» **ISTRUZIONI ESERCIZIO**:
Stampa tutti i record che seguono, riga per riga, senza cambiare niente.

[Una serie di record]
- - - - -

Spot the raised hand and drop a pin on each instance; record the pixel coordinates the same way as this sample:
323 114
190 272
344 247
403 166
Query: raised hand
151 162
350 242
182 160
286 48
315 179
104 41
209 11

- - - - -

» **RISPOSTA ATTESA**:
Spot the raised hand and drop a pin on each instance; record the pixel coordinates the same way as this sample:
323 114
190 272
344 247
403 166
Query: raised hand
151 162
350 242
182 160
286 48
315 179
104 41
209 11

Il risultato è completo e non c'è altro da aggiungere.